---- Given text
Hi ,
I am using the PegasusForConditionalGeneration
from transformers
library for transfer learning and generate summaries of chats based on samsum dataset. But, the output generated is repetitive and not related at all to the context.
Also, getting loss
as nan
. Can someone help me regarding what went wrong?
Please note that the same code works perfectly fine for T5ForConditionalGeneration
.
Is there any difference in the implementation method?
Should I try with other Loss Metrics or Optimizer?
Could you post the command you are using for fine-tuning ?
I’m using a Python Code for the same. A snippet of which I’m sharing below -
for _ in range(epochs):
self.model.train()
train_loss = 0
for idx, data in tqdm(enumerate(self.train_loader)):
self.optimizer.zero_grad()
--------
## Task A
In the Pegasus forum thread, for which model class does the same code work without problems?
## Task B
List every problem that the Pegasus forum thread reports with the fine-tuned model.
## Task C
Continue the Pegasus forum thread from its last line, carrying on the Python training loop.
The data is not needed for this work.
---- Supplied material
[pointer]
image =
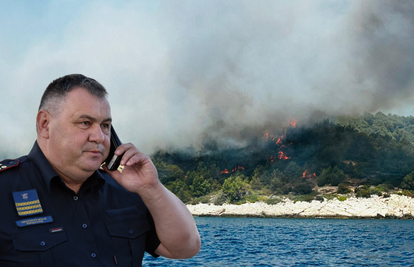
--------
## Response A
T5ForConditionalGeneration

## Response B
- The generated output is repetitive.
- The generated output is not related to the context.
- The loss is nan.

## Response C
output = self.model(input_ids = data["input_ids"], attention_mask = data["attention_mask"], lm_labels = data["lm_labels"])
loss, prediction_scores = output[:2]
train_loss += loss.item()
loss.backward()
self.optimizer.step()
if((idx % 1000) == 0):
print("loss: ", loss.item(), " train_loss: ", train_loss/(idx+1))
As the name of each variable suggests, I’ve PegasusForConditionalGeneration
in the variable self.model
, Adam
Optimizer in self.optimizer
and self.train_loader
is of type DataLoader
.